(Rows from a segmentation dataset)
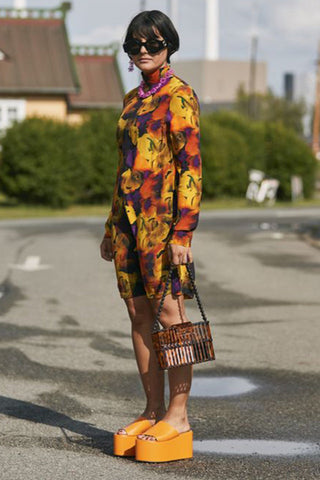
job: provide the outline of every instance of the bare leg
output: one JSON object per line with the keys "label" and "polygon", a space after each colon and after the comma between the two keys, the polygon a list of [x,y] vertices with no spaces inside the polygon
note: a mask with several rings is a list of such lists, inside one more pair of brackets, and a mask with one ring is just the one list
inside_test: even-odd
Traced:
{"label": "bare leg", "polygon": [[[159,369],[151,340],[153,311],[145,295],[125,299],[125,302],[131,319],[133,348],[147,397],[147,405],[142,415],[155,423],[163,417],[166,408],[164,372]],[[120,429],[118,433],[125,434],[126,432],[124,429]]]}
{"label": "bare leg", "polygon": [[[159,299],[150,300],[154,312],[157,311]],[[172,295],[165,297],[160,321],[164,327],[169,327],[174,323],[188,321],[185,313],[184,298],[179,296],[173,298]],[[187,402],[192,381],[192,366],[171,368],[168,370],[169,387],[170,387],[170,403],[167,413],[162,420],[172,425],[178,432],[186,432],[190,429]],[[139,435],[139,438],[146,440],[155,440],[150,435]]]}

■ **What is being asked**
Please rewrite all of the material above, including every request, with each coordinate in the answers multiplied by 1.5 and rounded to a whole number, halves rounding up. Leave the pictures out of your answer.

■ **Worked answer**
job: provide the outline of every instance of the bare leg
output: one JSON object per line with the keys "label" and "polygon", a space after each colon and after the comma between the two keys, the polygon a list of [x,y] vertices with no spaces inside the polygon
note: a mask with several rings is a list of such lists, inside one more pair of brackets, and a mask with one ring is just the one list
inside_test: even-odd
Traced:
{"label": "bare leg", "polygon": [[[239,554],[227,510],[230,467],[218,443],[188,449],[188,453],[197,479],[200,522],[221,596],[221,608],[213,623],[233,635],[245,626],[249,612],[246,558]],[[180,644],[177,650],[188,651],[189,648],[186,644]]]}
{"label": "bare leg", "polygon": [[[239,449],[225,450],[231,468],[236,467]],[[258,443],[248,446],[240,482],[246,491],[254,491],[261,485],[282,482],[278,470],[276,447],[269,444],[260,447]],[[281,603],[288,572],[288,549],[257,552],[252,555],[254,581],[255,581],[255,605],[251,620],[243,630],[258,638],[267,648],[279,648],[285,644]],[[209,653],[209,657],[219,660],[233,660],[225,653]]]}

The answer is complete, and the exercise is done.